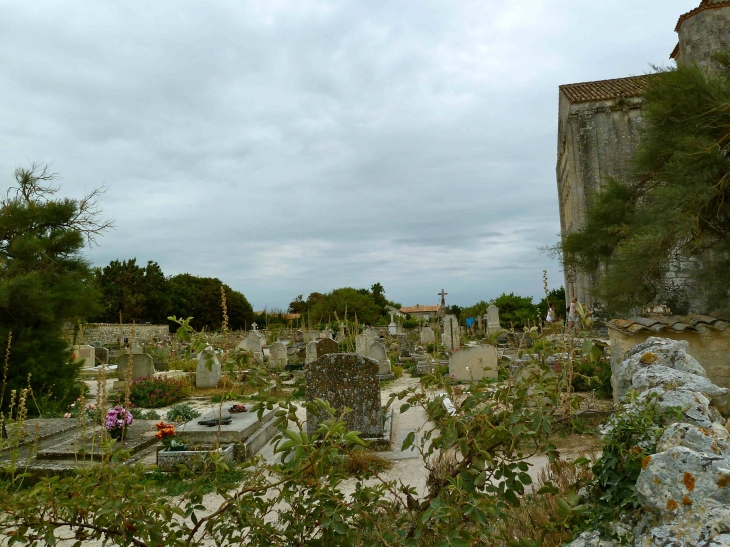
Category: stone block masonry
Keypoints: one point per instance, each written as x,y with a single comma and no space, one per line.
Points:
109,334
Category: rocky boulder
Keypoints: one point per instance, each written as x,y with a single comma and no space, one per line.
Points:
659,376
655,351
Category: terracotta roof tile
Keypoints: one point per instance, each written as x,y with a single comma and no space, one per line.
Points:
420,309
694,322
606,89
706,4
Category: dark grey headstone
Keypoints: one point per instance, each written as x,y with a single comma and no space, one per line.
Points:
347,380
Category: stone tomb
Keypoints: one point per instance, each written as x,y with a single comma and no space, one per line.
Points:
493,319
142,366
253,343
378,353
208,371
452,333
58,446
85,354
473,364
348,380
311,352
427,336
326,346
278,355
245,430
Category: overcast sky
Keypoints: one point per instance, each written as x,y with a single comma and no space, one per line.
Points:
294,146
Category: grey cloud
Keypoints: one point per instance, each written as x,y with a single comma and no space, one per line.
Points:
288,147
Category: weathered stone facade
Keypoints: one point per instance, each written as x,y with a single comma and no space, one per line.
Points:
109,334
599,127
595,141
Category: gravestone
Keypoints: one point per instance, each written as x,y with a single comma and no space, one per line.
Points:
493,319
346,380
427,336
311,352
143,365
85,354
278,355
473,363
326,346
377,352
208,371
361,347
253,343
101,356
452,333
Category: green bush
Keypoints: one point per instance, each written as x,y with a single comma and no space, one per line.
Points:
181,413
590,375
157,392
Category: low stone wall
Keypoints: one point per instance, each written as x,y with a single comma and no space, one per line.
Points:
110,333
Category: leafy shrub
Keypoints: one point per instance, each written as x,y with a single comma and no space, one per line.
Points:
157,392
590,375
186,365
140,414
181,413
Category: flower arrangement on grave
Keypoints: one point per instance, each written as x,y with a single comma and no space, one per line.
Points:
166,433
117,420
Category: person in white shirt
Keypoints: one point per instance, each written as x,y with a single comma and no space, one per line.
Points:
551,317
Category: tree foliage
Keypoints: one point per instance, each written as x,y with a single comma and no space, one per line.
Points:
353,301
140,294
672,217
44,281
516,311
200,298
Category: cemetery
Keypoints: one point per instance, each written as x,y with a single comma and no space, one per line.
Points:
149,408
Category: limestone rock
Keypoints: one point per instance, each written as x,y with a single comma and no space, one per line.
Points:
591,539
695,438
655,351
680,481
709,528
668,378
695,406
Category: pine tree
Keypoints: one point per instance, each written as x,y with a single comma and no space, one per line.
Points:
673,216
44,282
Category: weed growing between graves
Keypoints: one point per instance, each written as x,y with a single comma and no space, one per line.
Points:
186,484
182,412
363,463
157,392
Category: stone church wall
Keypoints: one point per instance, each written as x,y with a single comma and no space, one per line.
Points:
596,142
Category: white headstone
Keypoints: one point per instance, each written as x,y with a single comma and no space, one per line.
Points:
427,336
143,365
493,319
252,343
311,352
452,333
378,353
208,371
473,364
278,355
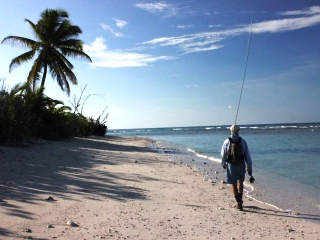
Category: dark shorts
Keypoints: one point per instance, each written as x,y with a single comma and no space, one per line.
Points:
235,173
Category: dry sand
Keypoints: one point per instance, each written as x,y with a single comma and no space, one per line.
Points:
121,188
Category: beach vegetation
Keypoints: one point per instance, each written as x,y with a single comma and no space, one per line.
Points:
56,39
27,114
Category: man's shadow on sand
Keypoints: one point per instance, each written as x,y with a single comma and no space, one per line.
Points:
265,211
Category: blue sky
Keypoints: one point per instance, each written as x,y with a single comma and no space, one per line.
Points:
181,63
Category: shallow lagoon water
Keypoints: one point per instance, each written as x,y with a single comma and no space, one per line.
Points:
286,160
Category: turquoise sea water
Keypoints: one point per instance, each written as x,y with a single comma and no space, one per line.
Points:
286,159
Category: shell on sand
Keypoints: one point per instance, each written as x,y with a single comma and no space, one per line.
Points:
70,224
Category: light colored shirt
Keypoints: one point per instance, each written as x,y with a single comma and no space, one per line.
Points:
245,153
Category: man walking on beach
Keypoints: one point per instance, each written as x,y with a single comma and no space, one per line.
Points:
236,157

———

# Work to complete
Convert the entire listing above into a JSON list of strings with one string per line, omitting blank lines and leaving out the pictures.

# Solution to this exercise
[
  "Category: stone block masonry",
  "Keypoints: one point per instance, each written as x,y with a single comma and no space, one per line.",
  "Points:",
  "109,334",
  "Category: rocky boulder",
  "Keypoints: one point per instance, each written as x,y with a single comma and no space, one per line.",
  "Points:",
  "659,376",
  "655,351",
  "Category: terracotta roof tile",
  "Keypoints: one point per instance, each written as x,y with a single comma and no space, one per line.",
  "Points:",
  "420,309",
  "694,322",
  "606,89",
  "706,4",
  "Category: dark grey headstone",
  "Keypoints: one point per instance, each written as x,y with a single comma and no space, one per line.",
  "Points:",
  "347,380",
  "Category: stone tomb",
  "Keypoints: one point per instance, each written as x,y with a single comma and no space, one per line.",
  "Points:",
  "493,319",
  "142,366",
  "253,343",
  "378,353",
  "208,371",
  "452,333",
  "58,446",
  "85,354",
  "473,364",
  "348,380",
  "311,352",
  "427,336",
  "326,346",
  "278,355",
  "245,430",
  "Category: overcast sky",
  "Keypoints: one point per instance, each written as x,y with a single comma and no space, one per line.",
  "Points:",
  "294,146",
  "Category: grey cloud",
  "Keypoints: one point per instance, each written as x,y with a single comma and no space, one per line.",
  "Points:",
  "288,147",
  "Category: weathered stone facade",
  "Keypoints: one point per instance, each written as x,y with a single comma and no space, one per line.",
  "Points:",
  "109,334",
  "599,127",
  "595,141",
  "Category: gravestone",
  "Keypoints: one point per instance, each written as x,y with a single comma and no space, one per line.",
  "Points:",
  "493,319",
  "346,380",
  "427,336",
  "311,352",
  "143,365",
  "85,354",
  "278,355",
  "473,363",
  "326,346",
  "377,352",
  "208,371",
  "361,347",
  "253,343",
  "101,356",
  "452,333",
  "Category: green bush",
  "Keypoints: one point per instance, each written as x,y with a single comma and no space, one per line.",
  "Points:",
  "181,413",
  "590,375",
  "157,392",
  "Category: low stone wall",
  "Keypoints: one point per instance, each written as x,y with a single comma and no space, one per line.",
  "Points:",
  "110,333",
  "Category: leafy shrub",
  "Keypoints: one point per instance, each written as x,y with a single comma and no space, one per line.",
  "Points:",
  "157,392",
  "590,375",
  "186,365",
  "140,414",
  "181,413",
  "Category: flower arrangement on grave",
  "Keypoints: one point per instance, each written as x,y with a single comma and no space, one per line.",
  "Points:",
  "166,433",
  "117,420",
  "Category: person in white shirt",
  "Keypoints: one point per instance, each written as x,y with a single comma and no space, one per line.",
  "Points:",
  "551,317",
  "Category: tree foliage",
  "Keypoints: one point per instance, each written as x,y with a single comma and no space, one per line.",
  "Points:",
  "353,301",
  "140,294",
  "672,217",
  "44,281",
  "516,311",
  "200,298",
  "Category: cemetery",
  "Keypoints: one point per instance, each written as x,y with a single comma and no space, one per line.",
  "Points:",
  "149,408",
  "Category: limestone rock",
  "Keypoints: one point per instance, each written as x,y with a single comma and no space, one per line.",
  "Points:",
  "591,539",
  "695,438",
  "655,351",
  "680,481",
  "709,528",
  "668,378",
  "695,406",
  "Category: pine tree",
  "Keypoints: one point per instance, each written as x,y with a single comma and no space, one per line.",
  "Points:",
  "673,216",
  "44,282",
  "Category: weed growing between graves",
  "Keypoints: one point per instance, each written as x,y with a single comma and no space, one per line.",
  "Points:",
  "186,484",
  "182,412",
  "363,463",
  "157,392",
  "Category: stone church wall",
  "Keypoints: one point per instance, each written as x,y with a single comma and no space, one per line.",
  "Points:",
  "596,142",
  "Category: white headstone",
  "Keypoints: one point per instance, each written as x,y with a single comma and no space, one per line.",
  "Points:",
  "427,336",
  "143,365",
  "493,319",
  "252,343",
  "311,352",
  "452,333",
  "378,353",
  "208,371",
  "473,364",
  "278,355",
  "Category: dark shorts",
  "Keypoints: one point per instance, each written as x,y with a single comma and no space, one per line.",
  "Points:",
  "235,173",
  "Category: dry sand",
  "Keypoints: one point per instance, each written as x,y with a single comma and no space, one per line.",
  "Points:",
  "121,188",
  "Category: beach vegetation",
  "Keypoints: one point per instance, each written as x,y with a single comma and no space, one per line.",
  "Points:",
  "56,39",
  "27,114",
  "Category: man's shadow on sand",
  "Keypoints: one point per instance, each written as x,y with a single comma and no space, one per line.",
  "Points:",
  "265,211",
  "Category: blue sky",
  "Keypoints: one point per instance, each written as x,y with a single comma and no space, one per line.",
  "Points:",
  "181,63",
  "Category: shallow lagoon water",
  "Keypoints: one point per instance, each written as x,y with a single comma and no space, one per line.",
  "Points:",
  "286,160",
  "Category: turquoise sea water",
  "Keypoints: one point per instance, each written as x,y with a single comma and no space, one per line.",
  "Points:",
  "286,159",
  "Category: shell on sand",
  "Keypoints: one point per instance, each written as x,y with a single comma and no space, one per line.",
  "Points:",
  "70,224",
  "Category: light colored shirt",
  "Keypoints: one point per instance, each written as x,y with a single comma and no space, one per line.",
  "Points:",
  "245,153",
  "Category: man walking on beach",
  "Keypoints: one point per instance, each written as x,y with a single comma and no space, one per line.",
  "Points:",
  "236,157"
]